**Objective**. Print every line of the following material verbatim, without altering any character.

|---|

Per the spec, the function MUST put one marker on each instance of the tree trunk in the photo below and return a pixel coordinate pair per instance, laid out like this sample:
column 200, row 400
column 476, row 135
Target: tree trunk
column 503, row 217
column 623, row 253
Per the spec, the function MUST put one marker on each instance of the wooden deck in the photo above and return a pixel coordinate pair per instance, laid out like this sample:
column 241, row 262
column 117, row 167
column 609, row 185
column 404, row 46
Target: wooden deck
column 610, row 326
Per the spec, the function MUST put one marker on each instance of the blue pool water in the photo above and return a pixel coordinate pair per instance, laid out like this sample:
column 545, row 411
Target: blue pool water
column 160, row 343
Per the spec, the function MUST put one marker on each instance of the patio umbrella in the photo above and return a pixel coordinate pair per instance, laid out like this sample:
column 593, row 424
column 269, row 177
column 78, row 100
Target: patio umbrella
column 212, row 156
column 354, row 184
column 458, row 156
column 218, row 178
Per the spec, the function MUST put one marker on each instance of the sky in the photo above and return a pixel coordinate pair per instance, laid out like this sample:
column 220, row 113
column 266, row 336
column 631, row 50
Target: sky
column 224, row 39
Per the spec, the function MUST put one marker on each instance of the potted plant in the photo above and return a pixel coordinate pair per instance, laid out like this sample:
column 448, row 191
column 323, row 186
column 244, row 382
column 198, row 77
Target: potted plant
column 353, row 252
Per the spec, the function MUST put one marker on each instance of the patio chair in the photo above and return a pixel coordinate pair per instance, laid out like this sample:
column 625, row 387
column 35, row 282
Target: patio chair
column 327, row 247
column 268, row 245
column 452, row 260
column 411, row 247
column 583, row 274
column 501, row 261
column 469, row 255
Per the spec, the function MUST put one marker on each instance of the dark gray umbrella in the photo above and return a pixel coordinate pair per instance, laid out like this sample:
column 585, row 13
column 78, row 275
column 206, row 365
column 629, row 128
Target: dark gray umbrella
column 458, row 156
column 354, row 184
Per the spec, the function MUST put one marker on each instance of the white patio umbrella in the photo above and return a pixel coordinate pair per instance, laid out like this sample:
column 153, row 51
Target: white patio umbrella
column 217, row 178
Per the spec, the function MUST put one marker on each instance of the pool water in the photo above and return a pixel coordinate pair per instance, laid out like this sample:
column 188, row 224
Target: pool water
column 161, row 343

|---|

**Exercise result**.
Per the spec, the function MUST put one marker on each instance of the tree trunk in the photo below and return a pixel coordinate pair per instance, laid out like this sample:
column 200, row 400
column 476, row 135
Target: tree trunk
column 503, row 217
column 623, row 253
Per the spec, the function MUST put one marker on each instance of the wooden deck in the photo above and return a pixel coordinate pair per instance, laid out like this sample:
column 241, row 262
column 117, row 167
column 609, row 185
column 404, row 46
Target: wooden deck
column 610, row 326
Per the spec, the function MUST put one marker on each instance of the blue pool water in the photo above and return a pixel coordinate pair per instance, laid out like this sample:
column 545, row 411
Target: blue pool water
column 160, row 343
Per the spec, the function MUST put one marker on each instance of the patio umbrella in the photo above and return a pixel coordinate pair per instance, laid out like this sample:
column 593, row 424
column 269, row 177
column 78, row 100
Target: patio umbrella
column 212, row 156
column 354, row 184
column 458, row 156
column 218, row 178
Per the spec, the function MUST put one marker on each instance of the sky in the photo above and return a pixel coordinate pair per instance, laid out like this sample:
column 220, row 113
column 266, row 336
column 631, row 50
Target: sky
column 224, row 39
Per the spec, the function MUST put one marker on each instance of the potted plant in the photo above and return a pixel coordinate pair per instance, laid out like this sample:
column 448, row 191
column 323, row 186
column 244, row 382
column 198, row 77
Target: potted plant
column 353, row 252
Per the spec, the function MUST put one marker on each instance of the patio chair in the photo above and return a pixel coordinate pair per instance, laid out like this sample:
column 625, row 387
column 35, row 282
Target: patio chair
column 327, row 247
column 268, row 245
column 452, row 260
column 411, row 247
column 583, row 274
column 501, row 261
column 469, row 255
Per the spec, the function MUST put one marker on each instance of the dark gray umbrella in the photo above and return a pixel coordinate pair per instance, laid out like this sample:
column 585, row 13
column 78, row 275
column 206, row 365
column 629, row 128
Target: dark gray umbrella
column 458, row 156
column 354, row 184
Per the spec, the function MUST put one marker on each instance of the white patio umbrella in the photo above and return a pixel coordinate pair per instance, laid out like this sample:
column 153, row 51
Target: white patio umbrella
column 217, row 178
Per the spec, the function MUST put one marker on each instance of the pool water in the photo above and return a pixel coordinate pair per instance, laid out like this sample:
column 188, row 224
Target: pool water
column 161, row 343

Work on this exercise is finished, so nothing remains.